Why the Consultation Fee Matters
My current consultation fee is $400. That fee reflects the fact that the consultation is legal work. It is not merely a conversation. It is not a free therapy session. It is not a chance to vent for an hour and then decide whether to hire a lawyer.
A proper consultation requires preparation, listening, questioning, analysis, and judgment. Depending on the matter, it may involve reviewing documents, identifying deadlines, discussing possible claims, evaluating damages, explaining defenses, and giving practical advice about whether the matter should be pursued at all.
The fee also creates a healthier relationship between lawyer and client. It confirms that the prospective client understands that professional advice has value. It also allows the lawyer to be candid. If the matter is not worth pursuing, the lawyer can say so directly. The client is not being sold. The client is being advised.
In some cases, the consultation leads to representation. In other cases, it does not. But the client still receives value. The client leaves with a clearer understanding of the legal landscape, the risks, the likely costs, and the practical options.
Business Owners Usually Understand This
Business owners tend to understand this concept more readily than individuals calling a lawyer for the first time. A business owner knows that professional time has value. Business owners pay accountants, engineers, consultants, contractors, insurance professionals, technology vendors, and other specialists for judgment, not merely for physical labor.
The same principle applies to legal advice. A business owner who pays for a consultation before filing suit, responding to a demand, terminating a contract, pursuing a customer, defending a claim, or escalating a dispute is often making a sound investment. A brief but serious consultation can prevent a much larger problem.
In commercial litigation, the question is rarely whether someone is angry. The question is what result makes economic sense. That is the way I try to evaluate legal problems. Litigation is a tool. It is not always the right tool.
Why Referral Sources Should Keep Sending Potential Matters
For referral sources, the message is not “do not send me questionable cases.” The message is the opposite. Please send the potential matter. I would rather take a quick look and pass than have someone assume a matter is not worth sending.

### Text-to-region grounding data
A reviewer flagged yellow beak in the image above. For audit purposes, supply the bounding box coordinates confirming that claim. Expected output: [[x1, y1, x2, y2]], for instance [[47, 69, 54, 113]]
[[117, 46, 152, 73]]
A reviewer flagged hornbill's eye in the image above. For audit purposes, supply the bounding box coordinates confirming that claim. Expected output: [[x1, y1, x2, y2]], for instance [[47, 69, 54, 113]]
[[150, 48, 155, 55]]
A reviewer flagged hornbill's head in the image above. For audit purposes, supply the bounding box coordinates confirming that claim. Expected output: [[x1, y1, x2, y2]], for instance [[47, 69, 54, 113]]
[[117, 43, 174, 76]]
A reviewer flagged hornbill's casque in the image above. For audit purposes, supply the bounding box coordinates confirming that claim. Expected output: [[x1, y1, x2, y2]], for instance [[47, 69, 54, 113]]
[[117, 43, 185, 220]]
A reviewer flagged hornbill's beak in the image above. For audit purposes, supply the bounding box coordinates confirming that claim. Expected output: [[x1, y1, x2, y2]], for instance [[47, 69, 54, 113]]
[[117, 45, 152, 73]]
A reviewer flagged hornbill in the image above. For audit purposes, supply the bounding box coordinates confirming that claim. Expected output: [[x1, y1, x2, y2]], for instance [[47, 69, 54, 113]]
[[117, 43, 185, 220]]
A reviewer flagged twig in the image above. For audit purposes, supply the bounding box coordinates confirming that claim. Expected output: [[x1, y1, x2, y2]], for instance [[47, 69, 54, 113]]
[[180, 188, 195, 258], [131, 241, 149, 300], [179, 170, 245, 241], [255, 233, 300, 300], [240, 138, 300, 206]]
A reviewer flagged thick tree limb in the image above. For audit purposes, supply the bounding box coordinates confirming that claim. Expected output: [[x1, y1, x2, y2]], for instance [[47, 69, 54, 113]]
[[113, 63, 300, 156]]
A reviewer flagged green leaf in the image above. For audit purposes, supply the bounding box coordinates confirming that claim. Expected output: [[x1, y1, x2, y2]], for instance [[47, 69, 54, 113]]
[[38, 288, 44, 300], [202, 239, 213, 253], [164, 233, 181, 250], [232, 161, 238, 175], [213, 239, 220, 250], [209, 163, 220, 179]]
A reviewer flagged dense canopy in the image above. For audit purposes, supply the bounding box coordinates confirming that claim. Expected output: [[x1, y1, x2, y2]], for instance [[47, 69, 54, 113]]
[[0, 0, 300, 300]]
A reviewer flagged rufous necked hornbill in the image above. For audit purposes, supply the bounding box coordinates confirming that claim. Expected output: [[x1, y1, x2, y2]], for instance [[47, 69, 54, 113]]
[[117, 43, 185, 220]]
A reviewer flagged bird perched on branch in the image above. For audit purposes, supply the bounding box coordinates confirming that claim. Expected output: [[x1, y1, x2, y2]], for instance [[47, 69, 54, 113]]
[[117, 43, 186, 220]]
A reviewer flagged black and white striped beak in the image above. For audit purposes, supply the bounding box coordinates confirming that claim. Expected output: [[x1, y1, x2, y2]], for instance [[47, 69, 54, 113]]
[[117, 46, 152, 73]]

### What to do
[A] Decide whether each statement agrees with the text on the consultation fee, answering yes or no and quoting the deciding words: (i) the current consultation fee is $400; (ii) every consultation leads to representation; (iii) litigation is always the right tool.
[B] Please extend the text on the consultation fee, picking up after its final sentence.

### Answers to each task
[A]
(i) Yes: "My current consultation fee is $400."
(ii) No: "In some cases, the consultation leads to representation. In other cases, it does not."
(iii) No: "Litigation is a tool. It is not always the right tool."

[B]
Some unusual cases become real cases. Some small facts turn out to be important. Some inquiries that initially sound ordinary turn out to involve serious damages, insurance coverage, collectability, fraud, breach of contract, fiduciary misconduct, construction defects, or other issues worth pursuing.
But it is important to understand that not every inquiry becomes a case, and not every angry prospective client should receive an hour of free lawyer time. The first step may be a brief screening to determine whether the matter belongs in the category of a paid consultation, a contingency review, a retainer-based engagement, or a polite decline.
That is not negativity. It is discipline.
Final Thoughts
Not every legal problem requires a lawsuit. Not every grievance creates a valuable claim. Not every claim creates recoverable damages. Not every wrong has an economically rational legal remedy. And not every consultation ends with an attorney-client relationship.
But informed legal advice has value. In many cases, the most important service a lawyer provides is explaining the difference between anger and damages, between unfairness and liability, between a grievance and a lawsuit, and between a lawsuit that can be filed and a lawsuit that should be filed.
That is why I charge for consultations. The consultation is not a sales call. It is legal judgment. And legal judgment is often most valuable before the client spends far more money, time, and energy on a fight that may not make sense.